**WORK TO BE COMPLETED:** Could you extract every entry below and reproduce it exactly?

Source data:
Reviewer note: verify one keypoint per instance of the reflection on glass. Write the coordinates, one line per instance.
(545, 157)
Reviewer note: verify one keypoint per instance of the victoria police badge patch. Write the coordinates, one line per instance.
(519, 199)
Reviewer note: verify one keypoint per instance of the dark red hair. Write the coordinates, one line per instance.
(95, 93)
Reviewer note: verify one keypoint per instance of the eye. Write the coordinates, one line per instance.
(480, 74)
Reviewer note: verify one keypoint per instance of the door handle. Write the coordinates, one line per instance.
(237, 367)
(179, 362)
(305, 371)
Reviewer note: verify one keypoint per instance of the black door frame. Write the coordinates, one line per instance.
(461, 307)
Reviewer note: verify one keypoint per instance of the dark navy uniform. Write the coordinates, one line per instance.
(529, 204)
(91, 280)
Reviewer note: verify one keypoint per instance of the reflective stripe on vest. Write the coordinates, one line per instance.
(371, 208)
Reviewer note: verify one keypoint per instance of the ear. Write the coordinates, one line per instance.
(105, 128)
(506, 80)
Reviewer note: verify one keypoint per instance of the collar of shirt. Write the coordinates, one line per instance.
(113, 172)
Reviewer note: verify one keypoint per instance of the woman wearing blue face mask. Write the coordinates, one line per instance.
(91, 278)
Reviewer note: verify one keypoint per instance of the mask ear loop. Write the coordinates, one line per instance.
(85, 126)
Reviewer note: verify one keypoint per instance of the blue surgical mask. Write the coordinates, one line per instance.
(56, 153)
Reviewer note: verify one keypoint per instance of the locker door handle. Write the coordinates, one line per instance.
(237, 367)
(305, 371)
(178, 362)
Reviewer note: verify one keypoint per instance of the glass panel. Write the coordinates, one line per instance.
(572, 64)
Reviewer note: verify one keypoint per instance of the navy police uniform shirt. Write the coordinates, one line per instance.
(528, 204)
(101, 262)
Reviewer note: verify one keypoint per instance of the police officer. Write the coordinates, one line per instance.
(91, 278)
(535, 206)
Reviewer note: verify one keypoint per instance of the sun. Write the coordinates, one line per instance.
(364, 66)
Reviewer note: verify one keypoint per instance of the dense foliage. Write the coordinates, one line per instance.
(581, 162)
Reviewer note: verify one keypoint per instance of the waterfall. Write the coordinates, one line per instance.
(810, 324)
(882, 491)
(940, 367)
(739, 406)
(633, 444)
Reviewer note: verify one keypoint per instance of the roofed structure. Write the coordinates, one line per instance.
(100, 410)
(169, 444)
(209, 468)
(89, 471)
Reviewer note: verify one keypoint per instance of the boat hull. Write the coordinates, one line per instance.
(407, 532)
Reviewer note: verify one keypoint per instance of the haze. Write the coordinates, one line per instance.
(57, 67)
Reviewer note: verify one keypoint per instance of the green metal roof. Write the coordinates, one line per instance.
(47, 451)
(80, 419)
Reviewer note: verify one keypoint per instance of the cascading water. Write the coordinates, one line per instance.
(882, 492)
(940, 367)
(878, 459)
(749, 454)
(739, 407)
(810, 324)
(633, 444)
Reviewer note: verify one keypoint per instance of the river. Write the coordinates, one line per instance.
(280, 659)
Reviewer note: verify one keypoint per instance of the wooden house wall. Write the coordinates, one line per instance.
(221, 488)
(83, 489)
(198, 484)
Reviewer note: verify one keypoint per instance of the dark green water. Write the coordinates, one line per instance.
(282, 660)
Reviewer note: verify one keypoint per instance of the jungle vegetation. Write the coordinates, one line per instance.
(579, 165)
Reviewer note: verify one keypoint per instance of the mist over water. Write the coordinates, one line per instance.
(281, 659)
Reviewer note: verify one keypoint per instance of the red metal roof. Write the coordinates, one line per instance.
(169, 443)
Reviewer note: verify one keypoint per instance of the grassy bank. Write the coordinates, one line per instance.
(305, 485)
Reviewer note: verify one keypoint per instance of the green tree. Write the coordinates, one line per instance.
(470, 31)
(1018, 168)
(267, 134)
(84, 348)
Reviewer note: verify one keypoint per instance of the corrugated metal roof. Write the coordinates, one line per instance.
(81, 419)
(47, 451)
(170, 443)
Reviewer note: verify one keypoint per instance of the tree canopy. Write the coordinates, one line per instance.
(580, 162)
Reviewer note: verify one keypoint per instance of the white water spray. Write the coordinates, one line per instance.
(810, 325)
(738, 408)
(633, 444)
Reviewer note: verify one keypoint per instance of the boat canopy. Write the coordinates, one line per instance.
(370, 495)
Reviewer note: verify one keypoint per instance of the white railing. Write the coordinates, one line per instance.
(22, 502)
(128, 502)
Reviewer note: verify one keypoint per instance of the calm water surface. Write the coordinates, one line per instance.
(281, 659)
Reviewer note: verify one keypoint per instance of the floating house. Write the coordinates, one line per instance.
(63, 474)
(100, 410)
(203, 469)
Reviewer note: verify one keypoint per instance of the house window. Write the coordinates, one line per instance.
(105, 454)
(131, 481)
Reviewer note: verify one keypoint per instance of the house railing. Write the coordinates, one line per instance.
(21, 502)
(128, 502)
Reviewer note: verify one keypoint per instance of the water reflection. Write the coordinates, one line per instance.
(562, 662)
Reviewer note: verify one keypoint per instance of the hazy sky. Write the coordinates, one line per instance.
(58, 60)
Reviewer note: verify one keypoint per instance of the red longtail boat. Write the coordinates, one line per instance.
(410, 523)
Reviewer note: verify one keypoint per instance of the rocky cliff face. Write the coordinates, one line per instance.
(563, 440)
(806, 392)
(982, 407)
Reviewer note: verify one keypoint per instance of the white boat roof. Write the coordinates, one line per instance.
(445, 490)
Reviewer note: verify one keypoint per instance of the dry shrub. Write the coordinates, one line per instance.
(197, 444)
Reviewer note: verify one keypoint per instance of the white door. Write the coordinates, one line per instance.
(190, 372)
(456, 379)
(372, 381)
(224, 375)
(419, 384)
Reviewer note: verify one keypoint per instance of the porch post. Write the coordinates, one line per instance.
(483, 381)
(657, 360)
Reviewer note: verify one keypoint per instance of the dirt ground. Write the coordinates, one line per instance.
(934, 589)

**THE COMPLETED TASK:**
Reviewer note: verify one keypoint per instance of the reflection on glass. Write the coordinates, one line per instance.
(545, 157)
Reviewer note: verify one keypoint per instance of the victoria police badge patch. Write the coordinates, one line per instance.
(519, 199)
Reviewer note: verify one keypoint per instance of the dark red hair. Write the coordinates, one line per instance.
(95, 93)
Reviewer note: verify one keypoint per instance of the eye. Write the coordinates, one line per instance.
(480, 74)
Reviewer note: verify one keypoint per instance of the door handle. Write the coordinates, one line per instance.
(237, 367)
(179, 362)
(305, 371)
Reviewer note: verify one keypoint per instance of the black door frame. Write the coordinates, one line per instance.
(461, 307)
Reviewer note: verify one keypoint per instance of the dark navy uniform. Write the coordinates, one line per instance.
(529, 204)
(91, 280)
Reviewer note: verify one keypoint per instance of the reflective stripe on vest. Write the coordinates, one line per instance.
(371, 208)
Reviewer note: verify one keypoint per instance of the ear. Write the coordinates, one line per instance.
(105, 128)
(506, 80)
Reviewer note: verify one keypoint per instance of the collar of shirt. Write the coordinates, one line per instance.
(113, 172)
Reviewer note: verify one keypoint per instance of the woman wearing blue face mask. Write the coordinates, one line per instance.
(91, 278)
Reviewer note: verify one keypoint per instance of the mask ear loop. Write the coordinates, one line per instance.
(85, 126)
Reviewer note: verify one keypoint per instance of the blue surgical mask. Write the coordinates, one line per instance.
(56, 153)
Reviewer note: verify one keypoint per instance of the locker door handle. Write the coordinates, one line per instance.
(237, 367)
(305, 371)
(178, 362)
Reviewer note: verify one keypoint per instance of the glass panel. Write the coordinates, one line per instance.
(572, 64)
Reviewer note: verify one keypoint per instance of the navy police uniform shirt. Write the coordinates, one line per instance.
(528, 204)
(101, 262)
Reviewer note: verify one keypoint per instance of the police officer. Write the coordinates, one line per instance.
(91, 278)
(535, 206)
Reviewer note: verify one keypoint per instance of the sun. Write the coordinates, one line per instance.
(364, 66)
Reviewer note: verify one keypoint per instance of the dense foliage. Write the coordinates, one line per instance.
(581, 162)
Reviewer note: verify one keypoint per instance of the waterfall. Write the coordinates, one line per instance.
(810, 324)
(882, 491)
(940, 367)
(739, 406)
(633, 444)
Reviewer note: verify one keypoint per instance of the roofed structure. Write the coordinates, one line per instance.
(100, 410)
(169, 444)
(209, 468)
(89, 471)
Reviewer note: verify one keypoint per instance of the boat hull. Write the coordinates, one line per instance.
(407, 532)
Reviewer note: verify one keypoint per instance of the haze. Write the coordinates, one line per instance.
(57, 67)
Reviewer note: verify one keypoint per instance of the green metal roof. Write the coordinates, one line per instance.
(47, 451)
(80, 419)
Reviewer note: verify one keypoint per instance of the cascading water. Write the coordinates, one line per instance.
(882, 492)
(940, 367)
(878, 459)
(749, 454)
(739, 407)
(810, 324)
(633, 444)
Reviewer note: verify one keypoint per instance of the river. Write the coordinates, one line per instance.
(280, 659)
Reviewer note: verify one keypoint per instance of the wooden house wall. Write the coordinates, one line per instance.
(221, 488)
(83, 489)
(198, 484)
Reviewer note: verify one keypoint per instance of the dark green water. Write the coordinates, one line per instance.
(282, 660)
Reviewer note: verify one keypoint per instance of the jungle vegetation. Write the coordinates, one line per instance.
(579, 165)
Reviewer note: verify one keypoint per instance of the mist over water. Write the coordinates, one line per instance.
(281, 659)
Reviewer note: verify one keypoint per instance of the red metal roof. Write the coordinates, one line per instance.
(169, 443)
Reviewer note: verify one keypoint per instance of the grassy bank. Write the coordinates, one line per instance.
(305, 485)
Reviewer note: verify one keypoint per instance of the green tree. Write the coordinates, one line per instance.
(470, 31)
(1018, 168)
(267, 134)
(84, 348)
Reviewer note: verify one keypoint per instance of the corrugated metal roof. Write the coordinates, one line per instance.
(81, 419)
(47, 451)
(170, 443)
Reviewer note: verify one keypoint per instance of the tree canopy. Write the coordinates, one line per instance.
(580, 162)
Reviewer note: verify one keypoint per instance of the white water spray. Write the coordinates, one line per instance.
(810, 325)
(738, 408)
(633, 444)
Reviewer note: verify one keypoint per instance of the boat canopy. Write the coordinates, one line per instance.
(370, 495)
Reviewer note: verify one keypoint per instance of the white railing. Write the coordinates, one line per instance.
(22, 502)
(128, 502)
Reviewer note: verify one keypoint per instance of the calm water surface. Write the coordinates, one line per instance.
(281, 659)
Reviewer note: verify one keypoint per instance of the floating house. Write the coordinates, one line per instance.
(63, 474)
(100, 410)
(203, 469)
Reviewer note: verify one keypoint per instance of the house window. Write the coordinates, one line per instance.
(105, 454)
(131, 481)
Reviewer note: verify one keypoint per instance of the house railing. Write the coordinates, one line per instance.
(21, 502)
(128, 502)
Reviewer note: verify one keypoint per instance of the water reflection. Write the coordinates, one line per instance.
(562, 662)
Reviewer note: verify one keypoint per instance of the hazy sky. Write the coordinates, one line per instance.
(58, 60)
Reviewer note: verify one keypoint per instance of the red longtail boat. Write the coordinates, one line per instance.
(410, 523)
Reviewer note: verify one keypoint per instance of the rocky cliff face. Write the coordinates, one line per instance.
(563, 440)
(806, 392)
(982, 407)
Reviewer note: verify one keypoint per instance of the white boat roof. Write the coordinates, one line per instance.
(445, 490)
Reviewer note: verify one keypoint per instance of the dry shrub. Write the coordinates, one line per instance.
(197, 444)
Reviewer note: verify one keypoint per instance of the white door. Write the coordinates, one line per instance.
(190, 372)
(456, 379)
(372, 381)
(224, 375)
(419, 384)
Reviewer note: verify one keypoint per instance of the porch post. Write the coordinates, one line per instance.
(483, 381)
(657, 360)
Reviewer note: verify one keypoint per instance of the dirt ground. Write the coordinates, one line per instance.
(934, 589)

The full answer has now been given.